Task instructions
Copy out the data below, putting "widest part" in place of each "thickest part" and keeping everything else the same.

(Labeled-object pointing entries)
◇ ◇ ◇ ◇ ◇ ◇ ◇

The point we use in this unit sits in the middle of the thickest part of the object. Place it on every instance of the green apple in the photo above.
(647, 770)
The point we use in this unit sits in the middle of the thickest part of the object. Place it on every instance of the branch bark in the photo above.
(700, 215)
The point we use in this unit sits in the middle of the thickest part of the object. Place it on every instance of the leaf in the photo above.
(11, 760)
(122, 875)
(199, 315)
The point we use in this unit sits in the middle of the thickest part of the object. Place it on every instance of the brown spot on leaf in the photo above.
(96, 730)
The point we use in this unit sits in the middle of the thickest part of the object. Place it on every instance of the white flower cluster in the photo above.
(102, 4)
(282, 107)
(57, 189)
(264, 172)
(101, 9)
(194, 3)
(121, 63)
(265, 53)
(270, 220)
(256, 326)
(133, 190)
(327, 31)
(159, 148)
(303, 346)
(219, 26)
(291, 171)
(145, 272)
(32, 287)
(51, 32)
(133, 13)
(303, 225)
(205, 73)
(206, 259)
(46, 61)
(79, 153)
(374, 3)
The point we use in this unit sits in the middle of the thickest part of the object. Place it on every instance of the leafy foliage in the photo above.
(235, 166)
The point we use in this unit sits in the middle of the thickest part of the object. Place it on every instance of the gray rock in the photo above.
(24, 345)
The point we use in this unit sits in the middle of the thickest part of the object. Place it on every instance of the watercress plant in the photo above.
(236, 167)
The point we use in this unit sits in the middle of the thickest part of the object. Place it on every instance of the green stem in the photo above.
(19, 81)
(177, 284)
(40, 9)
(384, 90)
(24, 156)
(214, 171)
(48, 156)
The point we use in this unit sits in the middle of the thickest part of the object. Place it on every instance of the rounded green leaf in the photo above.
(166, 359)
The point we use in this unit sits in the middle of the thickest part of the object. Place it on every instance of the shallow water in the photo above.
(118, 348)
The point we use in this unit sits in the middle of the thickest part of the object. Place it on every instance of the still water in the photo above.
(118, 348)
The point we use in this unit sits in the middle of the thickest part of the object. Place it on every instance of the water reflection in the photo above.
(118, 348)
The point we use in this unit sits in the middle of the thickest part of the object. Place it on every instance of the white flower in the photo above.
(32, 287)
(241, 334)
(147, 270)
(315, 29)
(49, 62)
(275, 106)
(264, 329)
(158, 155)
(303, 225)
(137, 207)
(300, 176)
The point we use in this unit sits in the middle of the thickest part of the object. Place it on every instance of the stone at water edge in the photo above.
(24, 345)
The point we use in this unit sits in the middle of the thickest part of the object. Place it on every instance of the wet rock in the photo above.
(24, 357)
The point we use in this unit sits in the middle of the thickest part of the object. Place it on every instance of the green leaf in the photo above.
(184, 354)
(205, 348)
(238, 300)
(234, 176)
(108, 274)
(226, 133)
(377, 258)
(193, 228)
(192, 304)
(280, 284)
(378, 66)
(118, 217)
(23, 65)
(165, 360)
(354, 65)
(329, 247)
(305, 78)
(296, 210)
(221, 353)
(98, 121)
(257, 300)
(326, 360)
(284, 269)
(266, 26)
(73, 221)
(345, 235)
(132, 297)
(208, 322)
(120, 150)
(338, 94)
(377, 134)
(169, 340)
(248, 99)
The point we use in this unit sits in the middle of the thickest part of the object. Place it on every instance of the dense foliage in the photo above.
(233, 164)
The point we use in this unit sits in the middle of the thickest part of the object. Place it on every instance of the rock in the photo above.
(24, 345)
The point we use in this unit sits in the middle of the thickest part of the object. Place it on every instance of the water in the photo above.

◇ ◇ ◇ ◇ ◇ ◇ ◇

Finished answer
The point we use in this unit sits in the middle of the widest part of the object. Place it on every instance of the green apple in the photo above.
(647, 770)
The point we use in this unit sits in the middle of the widest part of the object. Place it on every instance of the branch bark in the photo above.
(700, 215)
The point we use in this unit sits in the middle of the widest part of the object. Place it on every instance of the leaf in the photo above.
(11, 760)
(122, 875)
(199, 315)
The point we use in this unit sits in the middle of the widest part of the object. Place it on every instance of the brown spot on leaf in the photo above.
(96, 730)
The point we use in this unit sits in the middle of the widest part of the object. Place it on every instance of the white flower cluster in the photo above.
(102, 4)
(282, 107)
(57, 189)
(264, 172)
(101, 9)
(194, 3)
(121, 63)
(265, 53)
(270, 220)
(256, 326)
(133, 190)
(327, 31)
(159, 148)
(303, 346)
(219, 26)
(291, 171)
(145, 272)
(32, 287)
(51, 32)
(133, 13)
(303, 225)
(205, 73)
(206, 259)
(46, 61)
(79, 153)
(374, 3)
The point we use in this unit sits in the middle of the widest part of the object. Place it on every instance of the leafy foliage in the photo above.
(235, 166)
The point we use in this unit sits in the middle of the widest part of the object. Place it on every instance of the gray rock in the photo above.
(24, 345)
The point we use in this unit sits in the middle of the widest part of the object. Place it on every instance of the watercress plant in the photo above.
(236, 167)
The point we use in this unit sits in the middle of the widest part of the object. Place it on every instance of the green stem in the photo above.
(19, 81)
(177, 284)
(40, 9)
(384, 90)
(24, 156)
(214, 171)
(48, 156)
The point we use in this unit sits in the middle of the widest part of the object. Place it on every instance of the rounded green leaf in the photo above.
(166, 359)
The point we use in this unit sits in the middle of the widest part of the object. Place it on every instance of the shallow water in the photo above.
(118, 348)
The point we use in this unit sits in the middle of the widest part of the object. Place it on every instance of the still water in the photo above.
(118, 348)
The point we use in this unit sits in the middle of the widest part of the object. Place it on every instance of the water reflection in the photo above.
(118, 348)
The point we use in this unit sits in the middle of the widest part of the object. Place it on every instance of the white flower in the photo above.
(32, 287)
(241, 334)
(147, 270)
(315, 29)
(49, 62)
(275, 106)
(264, 329)
(158, 155)
(303, 225)
(137, 207)
(300, 176)
The point we use in this unit sits in the middle of the widest part of the object. Place it on every instance of the stone at water edge in the photo above.
(24, 345)
The point we use in this unit sits in the middle of the widest part of the object. Place it on every instance of the wet rock in the photo above.
(24, 357)
The point we use in this unit sits in the middle of the widest part of the object. Place it on every instance of the green leaf in the photo above.
(184, 354)
(205, 348)
(238, 300)
(234, 176)
(108, 274)
(226, 133)
(377, 258)
(193, 228)
(192, 304)
(280, 284)
(378, 66)
(118, 217)
(23, 65)
(165, 360)
(354, 65)
(329, 247)
(305, 78)
(296, 210)
(221, 353)
(98, 121)
(257, 300)
(326, 360)
(284, 269)
(266, 26)
(73, 221)
(345, 235)
(132, 297)
(208, 322)
(120, 150)
(338, 94)
(377, 134)
(169, 340)
(248, 99)
The point we use in this unit sits in the middle of the widest part of the object. Place it on every instance of the dense foliage in the photo above.
(233, 164)
The point we use in this unit sits in the middle of the widest part of the object. Place it on every instance of the rock in the photo above.
(24, 345)
The point we use in this unit sits in the middle of the widest part of the object. Place it on every instance of the water in the photo above.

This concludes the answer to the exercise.